__GIVEN TEXT__
*****

Email: aartisk@cs.ubc.ca, kaarti.sr@gmail.com
Github: aartikash
Blog: TBD
My primary PhD advisor is William J. Bowman.
I consider Margo Seltzer as my academic mentor since my Masters
and am also being co-advised by her in PhD.
I’m also remotely working with Marco Guarnieri from IMDEA, Spain.
In my masters I worked with Karthik Pattabiraman on security of
Cyber-Physical Systems.
Some topics that I’m trying to understand are: Secure compilation, Full abstraction, Microarchitecture and architecture layers and their attacks and defenses.

*****

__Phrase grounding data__

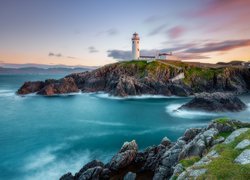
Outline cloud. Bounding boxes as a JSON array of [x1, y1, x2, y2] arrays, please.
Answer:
[[167, 26, 185, 39], [48, 52, 77, 59], [97, 28, 119, 36], [175, 53, 210, 60], [88, 46, 99, 53], [144, 15, 163, 24], [49, 52, 62, 57], [185, 39, 250, 53], [106, 28, 118, 36], [148, 24, 167, 36], [107, 50, 132, 60], [107, 49, 210, 61]]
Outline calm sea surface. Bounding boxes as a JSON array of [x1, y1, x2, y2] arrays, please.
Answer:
[[0, 75, 250, 180]]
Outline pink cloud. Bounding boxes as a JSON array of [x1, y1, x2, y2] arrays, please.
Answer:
[[167, 26, 185, 39]]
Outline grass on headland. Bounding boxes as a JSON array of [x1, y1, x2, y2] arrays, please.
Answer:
[[200, 130, 250, 179], [180, 156, 201, 168]]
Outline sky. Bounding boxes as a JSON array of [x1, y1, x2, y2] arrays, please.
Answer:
[[0, 0, 250, 66]]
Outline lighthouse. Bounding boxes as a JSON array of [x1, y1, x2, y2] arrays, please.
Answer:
[[132, 32, 140, 60]]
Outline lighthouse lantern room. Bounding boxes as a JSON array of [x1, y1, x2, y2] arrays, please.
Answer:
[[132, 32, 140, 60]]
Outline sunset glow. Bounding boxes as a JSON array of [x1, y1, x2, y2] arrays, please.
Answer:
[[0, 0, 250, 66]]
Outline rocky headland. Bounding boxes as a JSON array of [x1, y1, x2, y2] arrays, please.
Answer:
[[60, 118, 250, 180], [179, 92, 247, 112], [17, 61, 250, 97]]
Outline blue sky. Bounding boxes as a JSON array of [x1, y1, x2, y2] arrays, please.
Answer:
[[0, 0, 250, 65]]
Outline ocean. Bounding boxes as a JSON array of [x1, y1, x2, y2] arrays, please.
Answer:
[[0, 74, 250, 180]]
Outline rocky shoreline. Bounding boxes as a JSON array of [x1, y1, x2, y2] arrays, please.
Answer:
[[60, 119, 250, 180], [17, 61, 250, 97]]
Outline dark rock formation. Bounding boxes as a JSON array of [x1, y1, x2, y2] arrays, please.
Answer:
[[179, 92, 246, 112], [17, 61, 250, 97], [61, 120, 250, 180], [17, 81, 45, 95]]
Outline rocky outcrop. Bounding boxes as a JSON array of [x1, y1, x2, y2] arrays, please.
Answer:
[[234, 149, 250, 164], [179, 92, 247, 112], [17, 61, 250, 97], [61, 120, 250, 180], [17, 81, 45, 95]]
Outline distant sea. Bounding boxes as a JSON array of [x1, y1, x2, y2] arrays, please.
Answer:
[[0, 74, 250, 180]]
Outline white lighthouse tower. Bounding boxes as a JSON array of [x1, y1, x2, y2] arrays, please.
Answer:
[[132, 32, 140, 60]]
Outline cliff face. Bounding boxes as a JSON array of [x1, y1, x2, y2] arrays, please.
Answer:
[[18, 61, 250, 96], [60, 118, 250, 180]]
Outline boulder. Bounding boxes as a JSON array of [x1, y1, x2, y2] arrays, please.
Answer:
[[179, 128, 219, 159], [161, 137, 171, 146], [75, 160, 104, 179], [17, 81, 45, 95], [235, 139, 250, 149], [179, 92, 247, 112], [123, 172, 136, 180], [234, 149, 250, 164], [224, 128, 249, 144], [153, 139, 186, 180], [108, 140, 138, 171]]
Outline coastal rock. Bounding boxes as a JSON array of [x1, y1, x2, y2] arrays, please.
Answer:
[[123, 172, 136, 180], [161, 137, 171, 146], [74, 160, 104, 180], [108, 140, 138, 171], [153, 139, 186, 180], [38, 78, 79, 96], [235, 139, 250, 149], [17, 81, 45, 95], [179, 128, 219, 159], [179, 92, 246, 112], [234, 149, 250, 164], [224, 128, 249, 144]]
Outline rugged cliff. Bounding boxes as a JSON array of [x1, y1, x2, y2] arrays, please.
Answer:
[[17, 61, 250, 96], [61, 118, 250, 180]]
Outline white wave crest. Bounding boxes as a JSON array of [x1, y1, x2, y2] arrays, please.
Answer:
[[166, 104, 218, 119], [0, 89, 15, 97], [81, 120, 125, 126], [91, 92, 182, 100]]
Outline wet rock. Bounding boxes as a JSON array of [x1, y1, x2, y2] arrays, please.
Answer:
[[60, 173, 74, 180], [75, 160, 104, 179], [235, 139, 250, 149], [153, 139, 186, 180], [212, 137, 225, 146], [182, 128, 202, 142], [123, 172, 136, 180], [189, 169, 207, 179], [234, 149, 250, 164], [179, 128, 218, 159], [17, 81, 45, 95], [179, 92, 247, 112], [161, 137, 171, 146], [170, 163, 184, 180], [224, 128, 249, 144], [108, 140, 138, 171], [78, 166, 103, 180]]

*****

__WHAT TO WORK ON__
• 1. According to the bio, who is the primary PhD advisor?
• 2. Do these statements agree with the bio? (a) Marco Guarnieri is at IMDEA in Spain. (b) The master's work with Karthik Pattabiraman was on secure compilation. (c) The bio lists a blog address.

__SOLUTIONS TO THE EXERCISE__
• 1. William J. Bowman

• 2.
(a) Yes: "Marco Guarnieri from IMDEA, Spain."
(b) No: "security of Cyber-Physical Systems."
(c) No: "Blog: TBD"